[Excerpt from a data file]

★ ★ ★ ★ ★

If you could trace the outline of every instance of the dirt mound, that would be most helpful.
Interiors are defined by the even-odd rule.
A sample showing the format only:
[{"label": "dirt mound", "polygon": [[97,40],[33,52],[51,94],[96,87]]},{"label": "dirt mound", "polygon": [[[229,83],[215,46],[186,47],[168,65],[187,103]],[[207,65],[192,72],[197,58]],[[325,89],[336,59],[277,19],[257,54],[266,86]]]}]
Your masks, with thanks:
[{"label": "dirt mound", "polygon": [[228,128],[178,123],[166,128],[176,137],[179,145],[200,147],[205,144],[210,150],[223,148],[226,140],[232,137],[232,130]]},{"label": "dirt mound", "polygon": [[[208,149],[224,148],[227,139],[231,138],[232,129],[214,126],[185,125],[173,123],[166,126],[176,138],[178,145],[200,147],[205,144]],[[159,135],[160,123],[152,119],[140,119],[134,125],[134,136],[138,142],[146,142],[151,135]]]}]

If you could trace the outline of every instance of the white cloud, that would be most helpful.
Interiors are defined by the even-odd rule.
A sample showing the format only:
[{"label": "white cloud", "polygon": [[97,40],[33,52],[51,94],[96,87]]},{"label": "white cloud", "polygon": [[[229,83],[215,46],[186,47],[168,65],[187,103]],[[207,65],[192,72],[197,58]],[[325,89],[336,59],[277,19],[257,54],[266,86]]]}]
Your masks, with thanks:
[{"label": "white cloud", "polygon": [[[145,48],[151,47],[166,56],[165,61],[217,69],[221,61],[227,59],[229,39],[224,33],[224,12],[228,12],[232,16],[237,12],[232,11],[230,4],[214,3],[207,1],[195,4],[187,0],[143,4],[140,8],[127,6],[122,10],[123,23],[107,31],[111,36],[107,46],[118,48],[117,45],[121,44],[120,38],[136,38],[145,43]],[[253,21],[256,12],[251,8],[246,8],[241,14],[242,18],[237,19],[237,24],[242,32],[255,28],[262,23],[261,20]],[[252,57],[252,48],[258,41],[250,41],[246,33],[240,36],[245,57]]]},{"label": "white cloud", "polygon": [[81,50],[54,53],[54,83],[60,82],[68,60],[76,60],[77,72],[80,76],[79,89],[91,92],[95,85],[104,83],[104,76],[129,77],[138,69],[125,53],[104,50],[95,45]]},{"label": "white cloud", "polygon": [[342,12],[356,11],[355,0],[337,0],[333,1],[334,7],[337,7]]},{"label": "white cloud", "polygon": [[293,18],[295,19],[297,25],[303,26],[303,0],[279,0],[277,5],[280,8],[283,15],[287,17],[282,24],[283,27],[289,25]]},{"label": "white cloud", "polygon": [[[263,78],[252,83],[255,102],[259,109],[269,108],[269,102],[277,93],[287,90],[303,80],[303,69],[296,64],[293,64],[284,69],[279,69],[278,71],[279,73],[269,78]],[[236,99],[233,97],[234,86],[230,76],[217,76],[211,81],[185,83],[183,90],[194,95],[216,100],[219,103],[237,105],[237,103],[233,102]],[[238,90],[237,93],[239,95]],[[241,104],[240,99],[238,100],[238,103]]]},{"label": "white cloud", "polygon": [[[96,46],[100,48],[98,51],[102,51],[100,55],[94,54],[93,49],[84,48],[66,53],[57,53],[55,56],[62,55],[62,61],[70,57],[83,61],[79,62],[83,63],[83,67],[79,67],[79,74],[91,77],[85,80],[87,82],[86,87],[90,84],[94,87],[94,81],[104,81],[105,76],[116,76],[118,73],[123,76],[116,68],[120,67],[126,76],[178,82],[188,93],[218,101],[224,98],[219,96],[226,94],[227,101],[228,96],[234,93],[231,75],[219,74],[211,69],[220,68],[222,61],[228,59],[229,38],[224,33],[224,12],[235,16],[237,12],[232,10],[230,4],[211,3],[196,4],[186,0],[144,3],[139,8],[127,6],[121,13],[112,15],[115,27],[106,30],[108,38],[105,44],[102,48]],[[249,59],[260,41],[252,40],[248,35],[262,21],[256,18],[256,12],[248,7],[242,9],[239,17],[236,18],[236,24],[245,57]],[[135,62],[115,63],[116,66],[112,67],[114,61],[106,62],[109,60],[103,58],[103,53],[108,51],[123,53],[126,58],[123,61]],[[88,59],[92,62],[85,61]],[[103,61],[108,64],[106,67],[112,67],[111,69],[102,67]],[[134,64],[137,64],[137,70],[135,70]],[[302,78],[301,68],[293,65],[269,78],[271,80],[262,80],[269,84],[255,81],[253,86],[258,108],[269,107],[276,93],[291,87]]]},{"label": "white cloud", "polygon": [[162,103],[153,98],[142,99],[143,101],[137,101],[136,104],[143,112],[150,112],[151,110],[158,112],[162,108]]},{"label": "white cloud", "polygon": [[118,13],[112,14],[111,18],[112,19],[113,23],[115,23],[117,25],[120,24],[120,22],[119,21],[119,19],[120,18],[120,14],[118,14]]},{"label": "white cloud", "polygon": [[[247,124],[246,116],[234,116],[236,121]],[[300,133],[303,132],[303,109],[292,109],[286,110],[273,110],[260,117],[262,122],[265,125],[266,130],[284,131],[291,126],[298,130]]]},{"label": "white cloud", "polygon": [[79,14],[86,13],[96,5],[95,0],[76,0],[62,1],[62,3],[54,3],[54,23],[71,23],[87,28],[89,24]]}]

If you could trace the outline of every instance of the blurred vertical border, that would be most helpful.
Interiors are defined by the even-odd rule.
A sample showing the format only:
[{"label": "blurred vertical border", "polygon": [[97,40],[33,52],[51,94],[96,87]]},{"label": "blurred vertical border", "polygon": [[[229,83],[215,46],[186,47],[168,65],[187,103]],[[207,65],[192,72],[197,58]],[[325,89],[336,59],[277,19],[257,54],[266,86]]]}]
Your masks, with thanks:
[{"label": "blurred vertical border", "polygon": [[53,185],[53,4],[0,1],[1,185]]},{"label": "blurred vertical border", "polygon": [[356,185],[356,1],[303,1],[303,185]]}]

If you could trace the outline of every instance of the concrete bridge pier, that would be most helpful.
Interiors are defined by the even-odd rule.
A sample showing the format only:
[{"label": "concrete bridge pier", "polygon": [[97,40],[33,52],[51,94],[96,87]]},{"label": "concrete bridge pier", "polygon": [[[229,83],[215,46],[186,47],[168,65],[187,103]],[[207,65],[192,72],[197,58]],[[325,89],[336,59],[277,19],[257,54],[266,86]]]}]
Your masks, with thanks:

★ ★ ★ ★ ★

### Your goal
Could you retype the material above word for word?

### Task result
If you could trace the outline of every instance of the dirt mound, that would be most helpful.
Interiors are defined by the even-odd rule.
A sample showing the format only:
[{"label": "dirt mound", "polygon": [[97,40],[33,52],[51,94],[96,87]]},{"label": "dirt mound", "polygon": [[[229,83],[215,46],[186,47],[168,65],[187,103]],[[207,65],[192,72],[197,58]],[[325,89],[336,59],[277,19],[257,54],[266,86]]]}]
Your masks, with thanks:
[{"label": "dirt mound", "polygon": [[228,128],[178,123],[166,128],[176,137],[179,145],[200,147],[205,144],[210,150],[223,148],[226,140],[232,137],[232,130]]},{"label": "dirt mound", "polygon": [[[208,149],[224,148],[227,139],[231,138],[232,129],[214,126],[185,125],[173,123],[166,126],[176,138],[178,145],[200,147],[205,144]],[[159,135],[160,123],[152,119],[140,119],[134,125],[134,136],[138,142],[146,142],[151,135]]]}]

If you could trace the outline of every instance of the white cloud, that would be most helpful.
Interiors are defined by the even-odd rule.
A sample showing the format only:
[{"label": "white cloud", "polygon": [[97,40],[33,52],[51,94],[96,87]]},{"label": "white cloud", "polygon": [[[229,83],[215,46],[186,47],[168,65],[187,103]],[[207,65],[192,72],[197,58]],[[325,89],[336,59],[277,19],[257,54],[266,86]]]}]
Your masks, with thanks:
[{"label": "white cloud", "polygon": [[[145,48],[151,47],[166,56],[165,61],[217,69],[221,61],[227,59],[229,39],[224,33],[224,12],[228,12],[232,16],[237,12],[232,11],[230,4],[214,3],[207,1],[195,4],[187,0],[143,4],[140,8],[127,6],[122,10],[123,23],[107,31],[111,36],[107,46],[118,48],[117,45],[121,44],[120,38],[136,38],[145,43]],[[253,21],[256,12],[251,8],[246,8],[241,14],[242,18],[237,19],[237,24],[242,32],[255,28],[262,23],[261,20]],[[252,57],[252,48],[258,41],[250,41],[246,33],[240,36],[245,57]]]},{"label": "white cloud", "polygon": [[81,50],[54,53],[54,83],[60,82],[68,60],[76,60],[77,72],[80,76],[79,89],[91,92],[95,85],[104,83],[104,76],[129,77],[138,69],[125,53],[104,50],[95,45]]},{"label": "white cloud", "polygon": [[342,12],[356,11],[355,0],[337,0],[333,1],[334,7],[337,7]]},{"label": "white cloud", "polygon": [[293,18],[295,19],[297,25],[303,26],[303,0],[279,0],[277,5],[280,8],[283,15],[287,17],[282,24],[283,27],[289,25]]},{"label": "white cloud", "polygon": [[[263,78],[252,83],[255,102],[259,109],[269,108],[269,102],[277,93],[287,90],[303,80],[303,69],[296,64],[293,64],[284,69],[279,69],[278,71],[279,73],[269,78]],[[236,99],[233,97],[234,86],[230,76],[217,76],[211,81],[185,83],[183,90],[194,95],[216,100],[219,103],[237,105],[237,103],[233,102]],[[238,90],[237,93],[239,95]],[[241,104],[240,99],[238,100],[238,103]]]},{"label": "white cloud", "polygon": [[[96,46],[100,48],[98,51],[102,51],[100,55],[94,54],[93,49],[84,48],[66,53],[57,53],[55,56],[62,55],[62,61],[70,57],[83,61],[79,62],[83,63],[83,67],[79,67],[79,74],[91,77],[85,80],[87,82],[86,87],[90,84],[94,87],[94,81],[104,81],[105,76],[116,76],[118,73],[123,76],[116,68],[120,67],[126,76],[178,82],[188,93],[218,101],[224,98],[219,96],[226,94],[227,101],[228,96],[234,93],[231,75],[219,74],[211,69],[220,68],[222,61],[228,59],[229,38],[224,33],[224,12],[235,16],[237,12],[232,10],[230,4],[211,3],[196,4],[186,0],[144,3],[139,8],[127,6],[121,13],[112,15],[115,27],[106,30],[108,38],[105,44],[102,48]],[[249,59],[260,41],[252,40],[248,35],[262,21],[256,18],[256,12],[248,7],[242,9],[239,17],[236,18],[236,24],[245,57]],[[135,62],[115,63],[116,66],[112,67],[114,61],[106,62],[109,60],[103,58],[103,53],[108,51],[123,53],[126,58],[123,61]],[[88,59],[92,62],[85,61]],[[103,61],[108,64],[106,67],[112,67],[111,69],[102,67]],[[134,64],[137,64],[137,70],[135,70]],[[302,78],[301,68],[293,65],[269,78],[271,80],[262,80],[269,84],[255,81],[253,86],[258,108],[269,107],[276,93],[291,87]]]},{"label": "white cloud", "polygon": [[162,103],[153,98],[142,99],[143,101],[137,101],[136,104],[143,112],[150,112],[151,110],[158,112],[162,108]]},{"label": "white cloud", "polygon": [[118,13],[112,14],[111,18],[112,19],[113,23],[115,23],[117,25],[120,24],[120,22],[119,21],[119,19],[120,18],[120,14],[118,14]]},{"label": "white cloud", "polygon": [[[247,124],[246,116],[234,116],[236,121]],[[300,133],[303,132],[303,109],[292,109],[286,110],[273,110],[260,117],[262,122],[265,125],[266,130],[284,131],[291,126],[298,130]]]},{"label": "white cloud", "polygon": [[79,14],[86,13],[96,5],[95,0],[76,0],[62,1],[62,3],[54,3],[54,23],[71,23],[87,28],[89,24]]}]

If you could trace the outline of every instance of the blurred vertical border, that would be most helpful.
Interiors are defined by the even-odd rule.
A sample showing the format only:
[{"label": "blurred vertical border", "polygon": [[97,40],[33,52],[51,94],[96,87]]},{"label": "blurred vertical border", "polygon": [[[229,83],[215,46],[186,47],[168,65],[187,103]],[[207,65],[192,72],[197,58]],[[325,89],[336,59],[277,19],[257,54],[266,86]]]}]
Your masks, with thanks:
[{"label": "blurred vertical border", "polygon": [[53,185],[53,4],[0,1],[1,185]]},{"label": "blurred vertical border", "polygon": [[356,185],[356,1],[303,1],[303,185]]}]

If you could trace the outline of every instance of the concrete bridge pier, that would be most helpful.
Interiors are defined by the even-odd rule.
A sample showing the format only:
[{"label": "concrete bridge pier", "polygon": [[97,40],[33,52],[51,94],[96,87]]},{"label": "concrete bridge pier", "polygon": [[[229,83],[215,46],[186,47],[168,65],[187,103]],[[207,65],[192,72],[197,58]],[[325,89],[336,59],[277,19],[257,54],[266,86]]]}]
Your masks, with thanks:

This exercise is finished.